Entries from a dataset
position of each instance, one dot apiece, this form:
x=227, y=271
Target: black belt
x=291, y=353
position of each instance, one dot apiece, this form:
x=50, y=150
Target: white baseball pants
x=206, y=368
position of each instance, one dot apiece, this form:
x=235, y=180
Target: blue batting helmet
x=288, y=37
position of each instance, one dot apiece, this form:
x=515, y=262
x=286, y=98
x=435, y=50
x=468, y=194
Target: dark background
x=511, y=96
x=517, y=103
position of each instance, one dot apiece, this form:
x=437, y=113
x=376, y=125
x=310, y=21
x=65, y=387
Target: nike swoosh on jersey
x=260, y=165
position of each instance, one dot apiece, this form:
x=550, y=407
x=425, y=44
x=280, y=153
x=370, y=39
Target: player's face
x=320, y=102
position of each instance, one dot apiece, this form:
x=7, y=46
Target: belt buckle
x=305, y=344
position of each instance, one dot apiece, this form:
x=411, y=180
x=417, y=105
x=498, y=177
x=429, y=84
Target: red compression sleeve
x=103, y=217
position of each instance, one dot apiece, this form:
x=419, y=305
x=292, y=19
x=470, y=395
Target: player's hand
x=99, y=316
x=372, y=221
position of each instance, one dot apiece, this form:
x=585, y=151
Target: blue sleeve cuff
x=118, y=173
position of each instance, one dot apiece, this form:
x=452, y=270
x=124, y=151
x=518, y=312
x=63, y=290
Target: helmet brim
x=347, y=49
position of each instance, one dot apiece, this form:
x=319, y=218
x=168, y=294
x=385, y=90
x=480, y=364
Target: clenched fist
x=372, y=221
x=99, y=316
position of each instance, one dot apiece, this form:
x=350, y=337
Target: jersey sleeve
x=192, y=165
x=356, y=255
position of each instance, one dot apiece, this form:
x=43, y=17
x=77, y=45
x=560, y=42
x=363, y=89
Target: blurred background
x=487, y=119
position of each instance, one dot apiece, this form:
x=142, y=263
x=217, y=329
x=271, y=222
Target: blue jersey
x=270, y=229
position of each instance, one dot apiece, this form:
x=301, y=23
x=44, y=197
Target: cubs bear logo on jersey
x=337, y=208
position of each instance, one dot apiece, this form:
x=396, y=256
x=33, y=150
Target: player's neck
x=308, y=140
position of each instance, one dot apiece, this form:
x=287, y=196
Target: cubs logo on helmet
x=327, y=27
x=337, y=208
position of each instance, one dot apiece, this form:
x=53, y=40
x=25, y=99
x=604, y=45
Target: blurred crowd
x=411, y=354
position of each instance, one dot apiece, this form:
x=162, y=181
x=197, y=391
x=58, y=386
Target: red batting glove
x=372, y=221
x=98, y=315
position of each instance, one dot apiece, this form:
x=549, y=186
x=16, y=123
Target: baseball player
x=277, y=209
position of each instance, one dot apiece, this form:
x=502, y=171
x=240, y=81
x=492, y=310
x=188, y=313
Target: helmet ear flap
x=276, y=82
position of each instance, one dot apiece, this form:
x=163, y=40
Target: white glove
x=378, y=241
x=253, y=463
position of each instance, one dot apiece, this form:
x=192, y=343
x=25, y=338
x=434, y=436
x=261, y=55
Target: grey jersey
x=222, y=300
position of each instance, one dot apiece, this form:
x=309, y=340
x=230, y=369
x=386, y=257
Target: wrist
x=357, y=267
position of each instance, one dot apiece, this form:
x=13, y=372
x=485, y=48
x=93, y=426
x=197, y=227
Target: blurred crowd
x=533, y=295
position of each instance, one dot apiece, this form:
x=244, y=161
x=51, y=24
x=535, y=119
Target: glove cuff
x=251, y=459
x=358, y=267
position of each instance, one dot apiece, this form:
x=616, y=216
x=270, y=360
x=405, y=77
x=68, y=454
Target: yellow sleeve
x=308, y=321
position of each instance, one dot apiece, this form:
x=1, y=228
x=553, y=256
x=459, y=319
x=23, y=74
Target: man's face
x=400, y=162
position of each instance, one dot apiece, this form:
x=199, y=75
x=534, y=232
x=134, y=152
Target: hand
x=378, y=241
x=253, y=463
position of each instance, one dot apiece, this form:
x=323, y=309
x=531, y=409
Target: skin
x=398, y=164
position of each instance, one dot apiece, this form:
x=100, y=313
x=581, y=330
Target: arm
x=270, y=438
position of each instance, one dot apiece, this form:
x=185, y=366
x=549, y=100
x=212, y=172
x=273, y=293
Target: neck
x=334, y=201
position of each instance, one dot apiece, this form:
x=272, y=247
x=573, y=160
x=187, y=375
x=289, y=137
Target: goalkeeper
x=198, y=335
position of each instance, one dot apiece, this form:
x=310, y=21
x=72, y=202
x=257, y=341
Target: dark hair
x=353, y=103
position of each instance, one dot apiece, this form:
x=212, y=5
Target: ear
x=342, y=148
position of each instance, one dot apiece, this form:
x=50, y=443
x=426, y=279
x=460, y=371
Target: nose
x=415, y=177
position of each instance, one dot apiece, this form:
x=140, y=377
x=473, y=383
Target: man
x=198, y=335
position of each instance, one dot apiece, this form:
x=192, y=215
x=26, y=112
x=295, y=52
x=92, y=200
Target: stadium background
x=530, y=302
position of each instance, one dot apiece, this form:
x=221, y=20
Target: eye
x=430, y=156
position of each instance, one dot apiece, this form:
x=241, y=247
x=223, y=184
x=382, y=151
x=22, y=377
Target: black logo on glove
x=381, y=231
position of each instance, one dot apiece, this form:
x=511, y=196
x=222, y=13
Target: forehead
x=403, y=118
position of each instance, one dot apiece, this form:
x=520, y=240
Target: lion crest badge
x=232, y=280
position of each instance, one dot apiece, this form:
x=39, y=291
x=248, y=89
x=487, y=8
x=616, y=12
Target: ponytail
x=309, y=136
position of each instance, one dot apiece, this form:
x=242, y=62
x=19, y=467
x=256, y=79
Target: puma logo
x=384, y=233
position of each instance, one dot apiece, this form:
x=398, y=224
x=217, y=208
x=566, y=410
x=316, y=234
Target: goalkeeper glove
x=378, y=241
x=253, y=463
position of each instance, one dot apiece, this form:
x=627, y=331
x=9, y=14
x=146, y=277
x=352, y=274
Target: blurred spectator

▸ **TO BE DONE**
List every line in the items above that contains the string "cubs". Matching is case-sensitive.

▸ **SOLUTION TO THIS TASK**
Target: cubs bear logo on jersey
Target: cubs logo on helmet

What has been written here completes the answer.